▶ [THE TASK]: Omit every image, and transcribe the remaining entries exactly as given.

[Photo-based point labeling data]
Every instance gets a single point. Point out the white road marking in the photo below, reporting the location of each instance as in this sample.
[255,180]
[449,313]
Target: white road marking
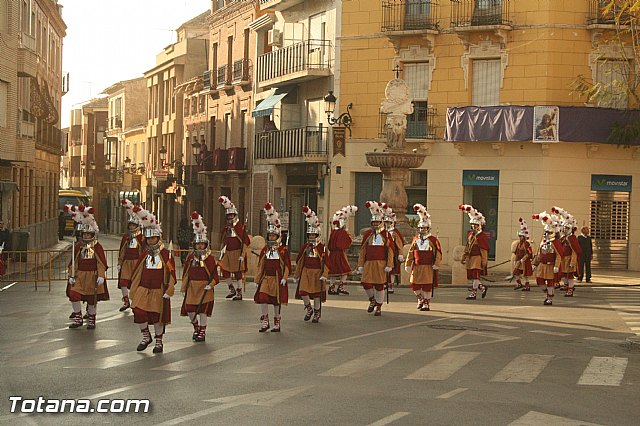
[452,393]
[492,338]
[366,363]
[214,357]
[390,419]
[63,353]
[129,357]
[604,371]
[550,333]
[292,359]
[443,367]
[523,369]
[535,418]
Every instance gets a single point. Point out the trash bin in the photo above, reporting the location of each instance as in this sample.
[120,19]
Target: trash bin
[20,241]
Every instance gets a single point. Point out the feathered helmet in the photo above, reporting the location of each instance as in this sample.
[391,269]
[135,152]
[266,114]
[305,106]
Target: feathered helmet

▶ [OUTPUT OF THE TASK]:
Every instance gets a single point. Point out the white road marking in the photo below, reporting the location of each instance as in this sample.
[255,180]
[449,313]
Target: white road marking
[452,393]
[492,338]
[366,363]
[214,357]
[390,419]
[63,353]
[129,357]
[604,371]
[550,333]
[292,359]
[443,367]
[523,369]
[535,418]
Every instance gets a single point. Point out the trash bin in the photo above, reporting the location of each instance as in this sample.
[120,19]
Target: trash bin
[20,241]
Every instance gets a single point. Point out the feathered helmet in the photo above, reporting the location of each instance as in this sample.
[391,269]
[135,152]
[266,114]
[305,106]
Target: feathered helmet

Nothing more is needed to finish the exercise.